- _Questions to answer_:
1. Do the following statements agree with the text about the Boscombe market day? Answer yes or no for each, and quote the words of the text that decide it.
(a) The bid for Science in the City was submitted in December 2015.
(b) The SHIVA project's system can be controlled only by touch.
(c) The dinosaur in the image was designed by students of the Victoria School.
2. Reproduce the part of the text about the Boscombe market day that begins at the words "We recently headed" and ends after the words "in the City.".
3. In the text about the Boscombe market day, which school in Poole is the SHIVA team currently working closely with?

- _Text for analysis_:
·····

We recently headed down to a very sunny Boscombe for a day spent talking about science as part of their bustling Saturday market. Pitching up in between two amazingly fragrant food stands we spent the day talking to the community about two research projects with the potential to change lives as part of a British Science Association and Royal Society of Chemistry series of events known as Science in the City.
The idea of Science in the City has been to take science into highly deprived communities and talk to people about research who wouldn’t usually engage with us through events such as Festival of Learning. Working with University of Southampton (UoS) we submitted the bid in December 2015 and were successful in being picked to host an activity as part of the 2016 round of funding and approached Boscombe Market for a venue to let us talk to the community.
Keen to take the opportunity to share some of our high profile research we were especially pleased to be joined by Oleg Fryazinov and Mark Moseley who have been highly involved with the award winning SHIVA project which enables disabled children to design and 3D print objects using a simple interactive system that can be controlled using either touch or eye tracking software. This project has recently received funding through HEIF5+1+1 to expand the project further and work with new schools. Currently they are working closely with the Victoria School in Poole and may of the objects seen in the image below where designed by their students (unfortunately not the dinosaur as the software isn’t quite up to this yet!).

·····

- _The data_:
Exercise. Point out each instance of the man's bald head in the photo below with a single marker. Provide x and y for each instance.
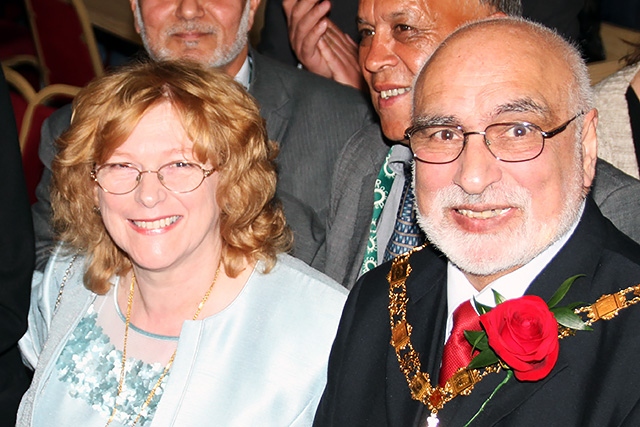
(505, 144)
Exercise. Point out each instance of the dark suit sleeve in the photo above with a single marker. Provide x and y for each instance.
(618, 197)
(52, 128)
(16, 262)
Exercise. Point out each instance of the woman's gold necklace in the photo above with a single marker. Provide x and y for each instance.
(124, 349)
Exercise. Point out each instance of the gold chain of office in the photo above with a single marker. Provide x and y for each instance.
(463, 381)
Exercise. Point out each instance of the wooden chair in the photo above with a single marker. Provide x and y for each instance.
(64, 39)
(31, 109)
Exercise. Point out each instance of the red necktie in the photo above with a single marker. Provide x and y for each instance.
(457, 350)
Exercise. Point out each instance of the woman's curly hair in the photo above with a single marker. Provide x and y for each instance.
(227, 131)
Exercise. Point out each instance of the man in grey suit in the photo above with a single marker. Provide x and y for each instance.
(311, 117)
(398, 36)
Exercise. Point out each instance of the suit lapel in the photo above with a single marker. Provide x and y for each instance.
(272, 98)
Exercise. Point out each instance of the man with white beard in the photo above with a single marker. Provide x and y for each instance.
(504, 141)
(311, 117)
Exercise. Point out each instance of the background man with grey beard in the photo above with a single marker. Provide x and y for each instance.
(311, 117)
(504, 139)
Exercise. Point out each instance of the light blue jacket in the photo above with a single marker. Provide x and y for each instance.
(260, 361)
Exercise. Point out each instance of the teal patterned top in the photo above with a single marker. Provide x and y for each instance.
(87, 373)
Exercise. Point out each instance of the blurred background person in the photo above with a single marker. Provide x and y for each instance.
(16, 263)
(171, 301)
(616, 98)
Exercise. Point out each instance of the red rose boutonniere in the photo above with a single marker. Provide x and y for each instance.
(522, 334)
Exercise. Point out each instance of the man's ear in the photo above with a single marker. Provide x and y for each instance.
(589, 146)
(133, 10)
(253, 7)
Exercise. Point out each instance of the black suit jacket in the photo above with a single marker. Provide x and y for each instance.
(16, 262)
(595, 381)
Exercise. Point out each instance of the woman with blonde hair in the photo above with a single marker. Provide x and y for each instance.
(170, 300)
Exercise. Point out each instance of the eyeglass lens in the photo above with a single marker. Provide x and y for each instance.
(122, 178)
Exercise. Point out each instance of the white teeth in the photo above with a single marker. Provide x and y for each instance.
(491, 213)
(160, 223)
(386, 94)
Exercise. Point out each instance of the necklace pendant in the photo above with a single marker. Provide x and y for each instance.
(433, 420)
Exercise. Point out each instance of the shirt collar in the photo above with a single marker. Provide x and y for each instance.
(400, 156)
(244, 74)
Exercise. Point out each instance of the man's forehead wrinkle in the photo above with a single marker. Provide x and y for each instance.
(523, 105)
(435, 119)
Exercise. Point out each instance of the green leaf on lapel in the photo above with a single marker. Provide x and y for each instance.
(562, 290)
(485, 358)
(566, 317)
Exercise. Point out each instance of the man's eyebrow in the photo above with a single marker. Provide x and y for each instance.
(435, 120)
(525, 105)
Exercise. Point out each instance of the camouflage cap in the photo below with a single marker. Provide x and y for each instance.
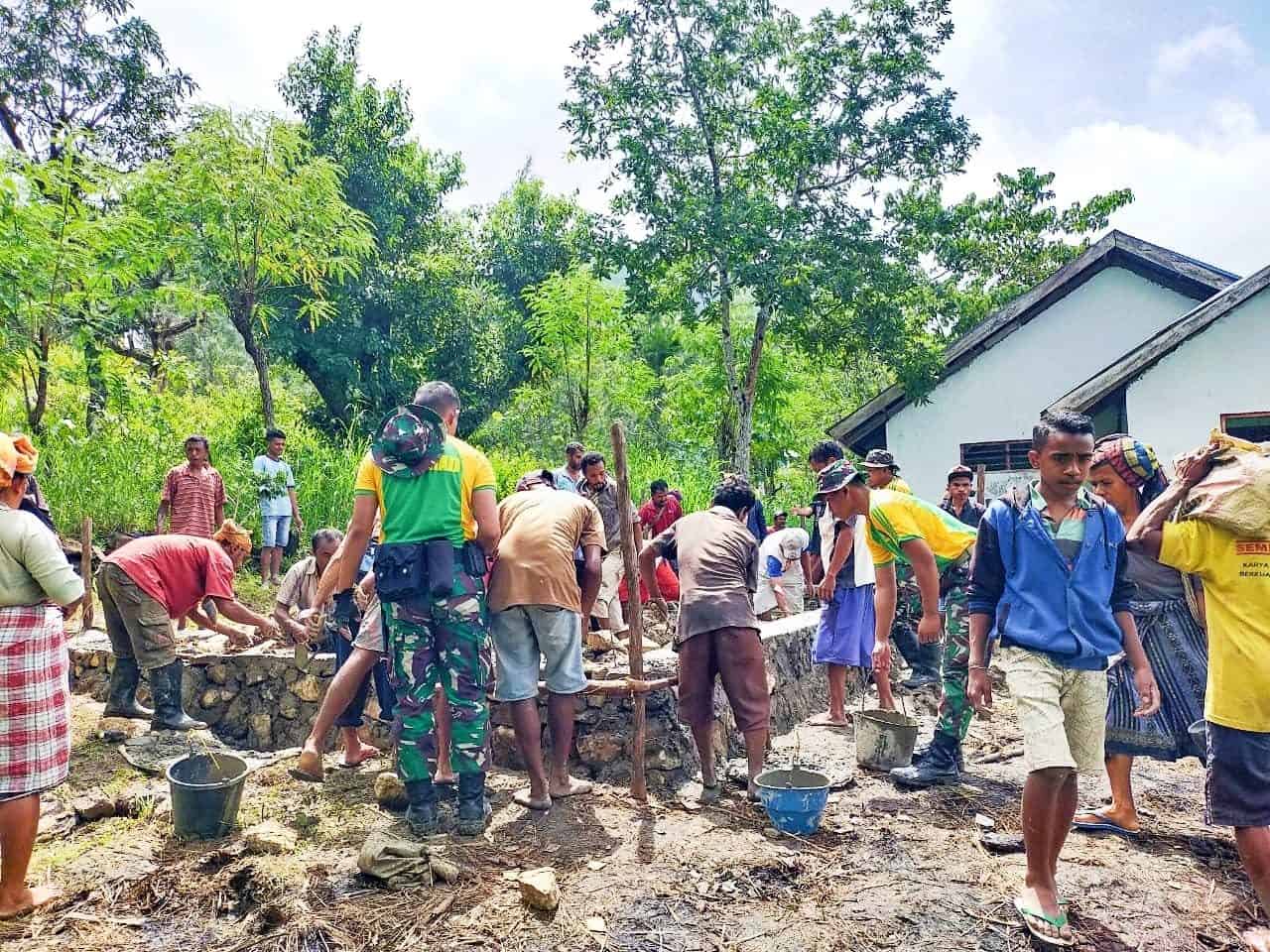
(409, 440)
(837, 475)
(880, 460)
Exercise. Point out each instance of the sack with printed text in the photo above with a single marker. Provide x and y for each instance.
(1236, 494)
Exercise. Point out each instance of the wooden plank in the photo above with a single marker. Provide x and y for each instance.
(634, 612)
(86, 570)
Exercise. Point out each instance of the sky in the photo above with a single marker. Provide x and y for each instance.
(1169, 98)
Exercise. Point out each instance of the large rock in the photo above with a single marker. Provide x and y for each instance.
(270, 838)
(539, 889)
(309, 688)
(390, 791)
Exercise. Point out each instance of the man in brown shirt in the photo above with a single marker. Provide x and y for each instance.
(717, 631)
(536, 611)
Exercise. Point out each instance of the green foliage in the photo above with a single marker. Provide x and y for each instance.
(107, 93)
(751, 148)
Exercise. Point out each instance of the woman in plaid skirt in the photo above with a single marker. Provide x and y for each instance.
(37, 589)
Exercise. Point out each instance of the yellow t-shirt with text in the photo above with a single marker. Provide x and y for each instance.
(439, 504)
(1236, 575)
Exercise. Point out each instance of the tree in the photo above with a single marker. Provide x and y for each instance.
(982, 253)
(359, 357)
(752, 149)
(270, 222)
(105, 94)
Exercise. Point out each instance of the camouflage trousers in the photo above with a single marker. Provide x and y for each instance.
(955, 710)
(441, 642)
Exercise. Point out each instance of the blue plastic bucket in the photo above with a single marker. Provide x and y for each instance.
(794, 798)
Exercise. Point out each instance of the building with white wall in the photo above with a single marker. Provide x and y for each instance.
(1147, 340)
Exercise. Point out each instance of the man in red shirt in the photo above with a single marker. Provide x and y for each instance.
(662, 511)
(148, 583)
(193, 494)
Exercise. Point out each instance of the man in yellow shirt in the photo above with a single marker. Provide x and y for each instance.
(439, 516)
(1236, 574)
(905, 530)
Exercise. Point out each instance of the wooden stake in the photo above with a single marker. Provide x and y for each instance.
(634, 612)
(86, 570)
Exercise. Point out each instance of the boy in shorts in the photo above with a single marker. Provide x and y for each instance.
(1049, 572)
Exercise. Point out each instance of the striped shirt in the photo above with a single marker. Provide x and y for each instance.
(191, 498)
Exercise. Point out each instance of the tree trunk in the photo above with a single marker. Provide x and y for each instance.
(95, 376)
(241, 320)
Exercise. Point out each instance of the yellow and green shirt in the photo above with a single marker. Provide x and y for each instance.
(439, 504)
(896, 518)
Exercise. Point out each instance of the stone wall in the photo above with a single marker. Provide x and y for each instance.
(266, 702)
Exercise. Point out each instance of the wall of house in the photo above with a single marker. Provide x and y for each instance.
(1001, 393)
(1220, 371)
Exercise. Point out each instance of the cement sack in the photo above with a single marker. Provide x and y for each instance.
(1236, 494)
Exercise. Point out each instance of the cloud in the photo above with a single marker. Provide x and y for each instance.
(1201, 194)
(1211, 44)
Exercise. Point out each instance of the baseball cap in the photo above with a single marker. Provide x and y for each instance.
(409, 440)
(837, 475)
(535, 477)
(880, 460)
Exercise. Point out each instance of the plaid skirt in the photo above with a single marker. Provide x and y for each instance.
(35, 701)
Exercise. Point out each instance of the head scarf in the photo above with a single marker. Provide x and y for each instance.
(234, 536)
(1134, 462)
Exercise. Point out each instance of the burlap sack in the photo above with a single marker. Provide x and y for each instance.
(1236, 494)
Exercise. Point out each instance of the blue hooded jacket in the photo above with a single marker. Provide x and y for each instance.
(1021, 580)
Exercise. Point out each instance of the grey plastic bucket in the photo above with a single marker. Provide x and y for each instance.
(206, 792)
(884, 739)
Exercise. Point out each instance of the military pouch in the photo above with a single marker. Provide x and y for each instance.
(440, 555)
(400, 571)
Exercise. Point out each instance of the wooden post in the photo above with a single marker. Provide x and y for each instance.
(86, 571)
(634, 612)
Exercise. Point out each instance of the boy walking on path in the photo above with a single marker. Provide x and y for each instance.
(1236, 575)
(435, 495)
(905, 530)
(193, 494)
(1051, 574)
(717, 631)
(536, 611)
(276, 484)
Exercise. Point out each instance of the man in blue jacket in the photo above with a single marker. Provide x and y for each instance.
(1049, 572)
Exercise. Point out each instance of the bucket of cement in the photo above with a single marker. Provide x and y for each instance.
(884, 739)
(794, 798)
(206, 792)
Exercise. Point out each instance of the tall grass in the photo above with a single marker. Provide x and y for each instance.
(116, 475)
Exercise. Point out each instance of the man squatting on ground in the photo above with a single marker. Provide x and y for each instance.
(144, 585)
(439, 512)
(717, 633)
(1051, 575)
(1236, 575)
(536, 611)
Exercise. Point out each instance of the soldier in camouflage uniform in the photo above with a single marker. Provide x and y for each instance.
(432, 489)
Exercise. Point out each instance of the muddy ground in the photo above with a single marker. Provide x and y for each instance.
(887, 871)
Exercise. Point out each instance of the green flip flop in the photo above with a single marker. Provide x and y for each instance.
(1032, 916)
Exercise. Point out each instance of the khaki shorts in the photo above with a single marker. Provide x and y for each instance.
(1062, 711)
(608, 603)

·····

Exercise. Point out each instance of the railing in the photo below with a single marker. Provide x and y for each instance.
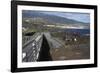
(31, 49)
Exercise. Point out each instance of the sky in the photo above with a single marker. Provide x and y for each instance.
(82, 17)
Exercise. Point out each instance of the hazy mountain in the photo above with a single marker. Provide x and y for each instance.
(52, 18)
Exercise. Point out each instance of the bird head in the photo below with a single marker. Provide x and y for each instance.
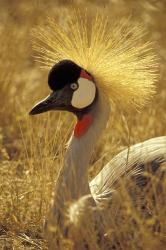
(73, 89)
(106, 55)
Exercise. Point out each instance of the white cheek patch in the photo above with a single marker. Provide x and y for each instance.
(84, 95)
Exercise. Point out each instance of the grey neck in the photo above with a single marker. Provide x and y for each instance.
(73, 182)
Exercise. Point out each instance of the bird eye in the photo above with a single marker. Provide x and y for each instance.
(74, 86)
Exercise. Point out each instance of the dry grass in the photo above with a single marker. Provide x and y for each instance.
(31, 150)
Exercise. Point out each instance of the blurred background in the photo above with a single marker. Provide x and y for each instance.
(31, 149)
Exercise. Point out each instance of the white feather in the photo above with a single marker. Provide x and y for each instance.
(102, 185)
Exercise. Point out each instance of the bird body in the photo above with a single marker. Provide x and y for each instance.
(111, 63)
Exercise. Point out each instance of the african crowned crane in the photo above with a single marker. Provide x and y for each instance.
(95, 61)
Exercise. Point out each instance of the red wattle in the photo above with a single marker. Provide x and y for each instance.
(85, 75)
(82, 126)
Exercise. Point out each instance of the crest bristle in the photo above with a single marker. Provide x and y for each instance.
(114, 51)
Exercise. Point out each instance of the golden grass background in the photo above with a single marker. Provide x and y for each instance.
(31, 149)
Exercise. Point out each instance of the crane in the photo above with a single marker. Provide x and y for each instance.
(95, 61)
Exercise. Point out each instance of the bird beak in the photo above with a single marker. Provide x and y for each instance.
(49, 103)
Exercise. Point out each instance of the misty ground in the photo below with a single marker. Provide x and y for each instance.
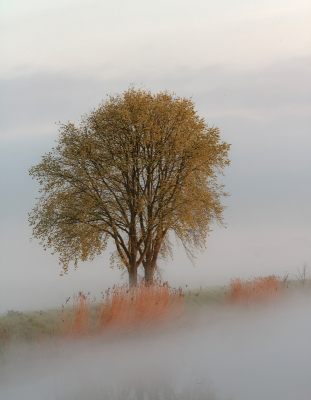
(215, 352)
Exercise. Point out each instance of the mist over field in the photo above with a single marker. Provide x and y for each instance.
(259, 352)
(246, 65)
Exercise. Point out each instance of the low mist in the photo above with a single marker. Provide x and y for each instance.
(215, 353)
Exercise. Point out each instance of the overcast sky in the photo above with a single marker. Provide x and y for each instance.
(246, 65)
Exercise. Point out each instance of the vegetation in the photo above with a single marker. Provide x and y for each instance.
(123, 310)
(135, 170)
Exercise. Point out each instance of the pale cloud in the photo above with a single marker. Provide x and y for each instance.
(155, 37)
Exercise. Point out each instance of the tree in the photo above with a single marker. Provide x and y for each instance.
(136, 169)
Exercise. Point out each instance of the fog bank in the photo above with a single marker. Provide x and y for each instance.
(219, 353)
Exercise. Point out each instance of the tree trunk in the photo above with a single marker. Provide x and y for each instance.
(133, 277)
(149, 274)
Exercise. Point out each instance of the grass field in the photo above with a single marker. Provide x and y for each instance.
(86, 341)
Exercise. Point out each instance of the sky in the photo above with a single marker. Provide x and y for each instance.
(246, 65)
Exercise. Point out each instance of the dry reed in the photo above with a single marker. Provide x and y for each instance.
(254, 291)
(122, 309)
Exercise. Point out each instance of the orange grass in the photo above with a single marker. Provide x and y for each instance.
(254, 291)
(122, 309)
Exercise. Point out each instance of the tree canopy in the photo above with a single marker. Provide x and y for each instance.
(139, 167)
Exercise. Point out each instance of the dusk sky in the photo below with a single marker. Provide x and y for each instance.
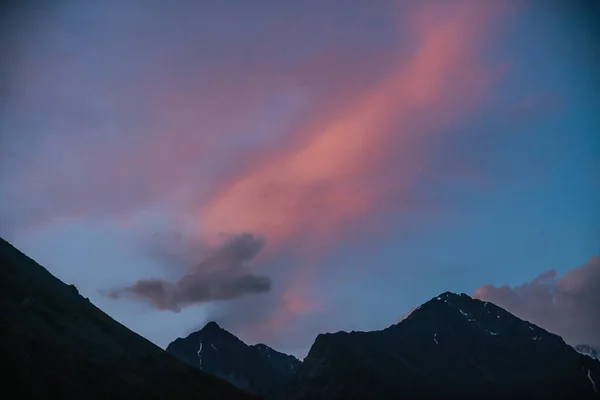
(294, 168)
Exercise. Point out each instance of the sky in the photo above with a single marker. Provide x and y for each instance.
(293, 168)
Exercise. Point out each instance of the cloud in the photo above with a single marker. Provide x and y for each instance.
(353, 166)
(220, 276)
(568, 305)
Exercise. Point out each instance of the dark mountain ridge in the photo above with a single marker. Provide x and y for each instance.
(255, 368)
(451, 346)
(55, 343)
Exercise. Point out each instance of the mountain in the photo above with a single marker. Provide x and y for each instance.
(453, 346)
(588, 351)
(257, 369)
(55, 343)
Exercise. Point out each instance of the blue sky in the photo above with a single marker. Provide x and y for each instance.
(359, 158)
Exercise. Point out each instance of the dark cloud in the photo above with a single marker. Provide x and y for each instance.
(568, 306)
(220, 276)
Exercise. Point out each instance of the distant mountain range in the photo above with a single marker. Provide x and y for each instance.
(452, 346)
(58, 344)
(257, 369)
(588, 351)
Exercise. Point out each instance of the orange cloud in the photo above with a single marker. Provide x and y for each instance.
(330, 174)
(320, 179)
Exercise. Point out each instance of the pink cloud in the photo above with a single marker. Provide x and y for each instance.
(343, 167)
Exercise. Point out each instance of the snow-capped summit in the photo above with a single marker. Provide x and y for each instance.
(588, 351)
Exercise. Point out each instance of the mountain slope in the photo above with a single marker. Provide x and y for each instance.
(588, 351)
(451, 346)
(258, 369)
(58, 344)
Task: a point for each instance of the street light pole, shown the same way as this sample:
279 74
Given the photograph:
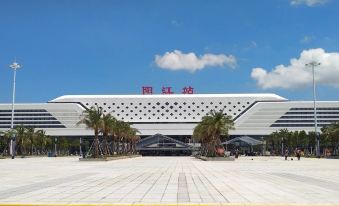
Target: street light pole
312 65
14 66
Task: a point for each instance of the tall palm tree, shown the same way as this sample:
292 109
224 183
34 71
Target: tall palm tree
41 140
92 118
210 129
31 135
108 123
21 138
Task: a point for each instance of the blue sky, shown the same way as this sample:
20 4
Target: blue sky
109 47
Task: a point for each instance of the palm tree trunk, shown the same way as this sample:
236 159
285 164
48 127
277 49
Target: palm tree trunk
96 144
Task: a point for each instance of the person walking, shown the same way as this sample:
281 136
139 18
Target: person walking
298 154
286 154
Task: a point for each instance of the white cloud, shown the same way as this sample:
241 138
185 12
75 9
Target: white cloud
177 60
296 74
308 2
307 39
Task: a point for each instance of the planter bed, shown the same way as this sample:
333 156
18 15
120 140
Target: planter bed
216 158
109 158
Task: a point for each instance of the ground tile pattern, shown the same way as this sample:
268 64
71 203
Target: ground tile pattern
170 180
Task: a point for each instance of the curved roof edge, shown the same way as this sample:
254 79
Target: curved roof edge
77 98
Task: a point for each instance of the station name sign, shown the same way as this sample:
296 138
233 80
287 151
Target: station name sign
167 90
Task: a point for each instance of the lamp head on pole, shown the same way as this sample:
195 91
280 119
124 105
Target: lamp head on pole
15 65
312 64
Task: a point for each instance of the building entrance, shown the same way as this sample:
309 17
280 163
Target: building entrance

·····

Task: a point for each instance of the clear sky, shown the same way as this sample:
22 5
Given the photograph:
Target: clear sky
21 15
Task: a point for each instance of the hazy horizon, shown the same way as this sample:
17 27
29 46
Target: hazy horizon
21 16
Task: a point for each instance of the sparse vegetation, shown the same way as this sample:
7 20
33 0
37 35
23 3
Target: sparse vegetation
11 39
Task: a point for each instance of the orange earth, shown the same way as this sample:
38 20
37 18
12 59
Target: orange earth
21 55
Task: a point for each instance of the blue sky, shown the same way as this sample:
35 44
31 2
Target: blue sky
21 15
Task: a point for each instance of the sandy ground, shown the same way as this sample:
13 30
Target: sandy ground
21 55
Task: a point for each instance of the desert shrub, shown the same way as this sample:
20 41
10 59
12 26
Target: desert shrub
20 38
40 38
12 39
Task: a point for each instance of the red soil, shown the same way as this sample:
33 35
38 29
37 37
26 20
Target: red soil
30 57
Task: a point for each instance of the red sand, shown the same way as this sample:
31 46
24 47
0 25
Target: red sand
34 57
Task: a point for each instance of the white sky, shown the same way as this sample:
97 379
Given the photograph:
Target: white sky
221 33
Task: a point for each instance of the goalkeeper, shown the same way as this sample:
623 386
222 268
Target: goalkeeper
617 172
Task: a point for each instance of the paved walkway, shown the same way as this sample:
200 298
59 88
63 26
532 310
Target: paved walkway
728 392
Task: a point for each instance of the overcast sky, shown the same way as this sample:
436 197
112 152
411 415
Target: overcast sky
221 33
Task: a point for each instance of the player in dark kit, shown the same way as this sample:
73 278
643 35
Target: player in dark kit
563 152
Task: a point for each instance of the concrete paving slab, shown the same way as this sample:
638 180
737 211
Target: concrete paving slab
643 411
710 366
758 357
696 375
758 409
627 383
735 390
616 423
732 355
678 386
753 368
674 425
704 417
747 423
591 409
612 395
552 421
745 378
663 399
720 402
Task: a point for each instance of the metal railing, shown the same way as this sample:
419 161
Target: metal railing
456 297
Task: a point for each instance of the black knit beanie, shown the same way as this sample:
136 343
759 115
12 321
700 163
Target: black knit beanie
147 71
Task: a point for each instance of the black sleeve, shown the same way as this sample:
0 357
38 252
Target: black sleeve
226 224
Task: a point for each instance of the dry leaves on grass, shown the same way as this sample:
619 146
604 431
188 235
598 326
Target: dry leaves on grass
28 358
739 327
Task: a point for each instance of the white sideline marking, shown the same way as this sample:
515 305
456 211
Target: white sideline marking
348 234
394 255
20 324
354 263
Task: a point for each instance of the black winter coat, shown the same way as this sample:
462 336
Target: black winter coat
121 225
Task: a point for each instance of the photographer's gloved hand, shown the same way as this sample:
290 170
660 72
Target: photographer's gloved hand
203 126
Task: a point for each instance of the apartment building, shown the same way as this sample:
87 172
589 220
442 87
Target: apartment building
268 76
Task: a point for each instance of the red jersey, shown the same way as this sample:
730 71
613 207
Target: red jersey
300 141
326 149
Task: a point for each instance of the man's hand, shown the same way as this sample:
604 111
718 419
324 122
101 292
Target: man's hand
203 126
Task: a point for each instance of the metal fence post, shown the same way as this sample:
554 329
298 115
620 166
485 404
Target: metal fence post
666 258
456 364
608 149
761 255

·····

- _Numbered responses_:
1.
(a) Yes: "we submitted the bid in December 2015"
(b) No: "controlled using either touch or eye tracking software"
(c) No: "unfortunately not the dinosaur as the software isn’t quite up to this yet!"

2.
We recently headed down to a very sunny Boscombe for a day spent talking about science as part of their bustling Saturday market. Pitching up in between two amazingly fragrant food stands we spent the day talking to the community about two research projects with the potential to change lives as part of a British Science Association and Royal Society of Chemistry series of events known as Science in the City.

3. The Victoria School in Poole.